(Records from a data collection)
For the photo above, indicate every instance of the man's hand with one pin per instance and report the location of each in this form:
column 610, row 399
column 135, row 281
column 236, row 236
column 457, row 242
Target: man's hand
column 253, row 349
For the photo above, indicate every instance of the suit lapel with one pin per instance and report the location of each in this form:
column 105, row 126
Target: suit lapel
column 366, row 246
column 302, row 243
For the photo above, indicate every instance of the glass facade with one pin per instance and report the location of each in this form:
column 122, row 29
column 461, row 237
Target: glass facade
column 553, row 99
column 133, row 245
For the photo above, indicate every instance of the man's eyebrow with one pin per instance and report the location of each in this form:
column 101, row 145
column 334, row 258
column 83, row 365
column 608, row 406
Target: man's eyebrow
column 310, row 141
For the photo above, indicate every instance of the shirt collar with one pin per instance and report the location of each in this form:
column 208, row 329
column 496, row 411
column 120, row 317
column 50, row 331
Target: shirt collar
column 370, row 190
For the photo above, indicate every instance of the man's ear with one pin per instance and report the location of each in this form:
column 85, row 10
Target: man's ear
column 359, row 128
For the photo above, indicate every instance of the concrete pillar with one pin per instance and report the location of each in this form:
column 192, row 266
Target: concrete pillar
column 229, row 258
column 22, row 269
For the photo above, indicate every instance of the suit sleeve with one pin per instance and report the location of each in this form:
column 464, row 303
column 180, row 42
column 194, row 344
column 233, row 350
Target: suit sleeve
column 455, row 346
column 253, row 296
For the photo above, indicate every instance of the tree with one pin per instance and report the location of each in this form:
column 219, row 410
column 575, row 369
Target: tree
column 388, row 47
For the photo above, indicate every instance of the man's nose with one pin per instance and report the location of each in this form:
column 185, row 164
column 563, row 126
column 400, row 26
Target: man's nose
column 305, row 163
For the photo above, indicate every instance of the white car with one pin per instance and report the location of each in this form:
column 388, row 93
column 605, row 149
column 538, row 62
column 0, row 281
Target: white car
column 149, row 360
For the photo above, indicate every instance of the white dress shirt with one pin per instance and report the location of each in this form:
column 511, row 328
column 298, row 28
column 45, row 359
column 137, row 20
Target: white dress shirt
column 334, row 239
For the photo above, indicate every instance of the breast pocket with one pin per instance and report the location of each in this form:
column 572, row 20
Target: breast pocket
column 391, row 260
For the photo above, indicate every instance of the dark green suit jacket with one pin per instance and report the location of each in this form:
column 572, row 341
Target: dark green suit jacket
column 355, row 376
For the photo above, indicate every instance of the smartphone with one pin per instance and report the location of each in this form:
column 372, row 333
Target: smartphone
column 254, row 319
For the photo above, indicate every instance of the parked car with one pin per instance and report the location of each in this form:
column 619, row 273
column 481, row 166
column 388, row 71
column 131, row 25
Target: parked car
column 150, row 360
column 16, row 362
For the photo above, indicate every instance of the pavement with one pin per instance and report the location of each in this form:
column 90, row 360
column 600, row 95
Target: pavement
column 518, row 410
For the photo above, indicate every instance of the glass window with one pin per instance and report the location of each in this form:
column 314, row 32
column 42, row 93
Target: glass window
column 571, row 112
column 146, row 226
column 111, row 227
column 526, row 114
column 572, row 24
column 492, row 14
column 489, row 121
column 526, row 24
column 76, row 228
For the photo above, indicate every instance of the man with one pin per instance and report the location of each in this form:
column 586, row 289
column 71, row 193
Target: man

WHAT THE EXERCISE ASKS: Without omitting anything, reproduce the whole of the data.

ANSWER:
For the photo above, indicate every instance of the man's hand with one pin per instance and report the location of each in this form:
column 610, row 399
column 135, row 281
column 236, row 236
column 457, row 242
Target: man's hand
column 253, row 349
For the photo above, indicate every instance of the suit lapel with one pin per instance and report the location of each in this form:
column 105, row 126
Target: suit lapel
column 366, row 246
column 302, row 243
For the photo above, indicate every instance of the glass facade with one pin per instance and report the location of each in this form:
column 122, row 29
column 461, row 237
Target: glass facade
column 553, row 99
column 133, row 245
For the photo above, indicate every instance of the man's eyebrow with one pin per instance and report the location of each in this form:
column 101, row 145
column 334, row 258
column 83, row 365
column 608, row 406
Target: man's eyebrow
column 310, row 141
For the photo above, indicate every instance of the shirt collar with one pin per instance and report the location of each in this form:
column 208, row 329
column 496, row 411
column 120, row 317
column 50, row 331
Target: shirt collar
column 370, row 190
For the photo above, indicate every instance of the man's ear with one pin per instance and report the location of each in this form:
column 85, row 10
Target: man's ear
column 359, row 128
For the photo above, indicate every instance of the concrete pillar with one pin per instance and report the location of each in this form:
column 192, row 266
Target: concrete pillar
column 229, row 258
column 22, row 269
For the photo above, indicate every instance of the suit sleeve with one pin per instance and report the location of each in this form:
column 464, row 303
column 180, row 42
column 194, row 344
column 233, row 350
Target: suit sleeve
column 455, row 346
column 253, row 296
For the photo above, indicate every instance of the tree with one pin per instance and report the location of each in this form:
column 219, row 410
column 575, row 369
Target: tree
column 388, row 47
For the photo above, indicate every instance of the man's nose with one pin per instance and report the location of each in this form:
column 185, row 164
column 563, row 126
column 400, row 26
Target: man's nose
column 305, row 163
For the photo above, indicate every instance of the white car with one pin per instance and report the location of each in this form:
column 388, row 93
column 605, row 149
column 538, row 62
column 0, row 281
Target: white car
column 149, row 360
For the photo above, indicate every instance of the white dress shirt with one pin per instance and report the location of each in this form:
column 511, row 328
column 298, row 28
column 45, row 359
column 137, row 20
Target: white dress shirt
column 334, row 239
For the photo above, indicate every instance of the breast pocket with one pin per instance and report the location of each in this form:
column 572, row 20
Target: breast pocket
column 391, row 260
For the photo above, indicate every instance of the dark green suit jacket with one pin per instance and report the location of each in this form:
column 572, row 341
Target: dark green suit jacket
column 355, row 376
For the photo above, indicate every instance of the smartphone with one pin per instance and report the location of each in this form:
column 372, row 333
Target: smartphone
column 254, row 319
For the photo above, indicate every instance of the parked car with one pin per instance and report the location of each in this form:
column 619, row 273
column 481, row 166
column 388, row 71
column 131, row 25
Target: parked car
column 150, row 360
column 16, row 362
For the photo above, indicate every instance of the pavement with one pin per instance and report the location of each in this form:
column 90, row 360
column 600, row 95
Target: pavement
column 518, row 410
For the photo above, indicate every instance of the glass window with one pin per instance and report the location of each in this form:
column 314, row 32
column 42, row 93
Target: glass window
column 571, row 112
column 146, row 226
column 111, row 227
column 526, row 114
column 572, row 24
column 492, row 14
column 489, row 121
column 526, row 24
column 76, row 228
For the photo above, indicate every instance of the man with one pin per instance and report the location of each in this form:
column 586, row 289
column 71, row 193
Target: man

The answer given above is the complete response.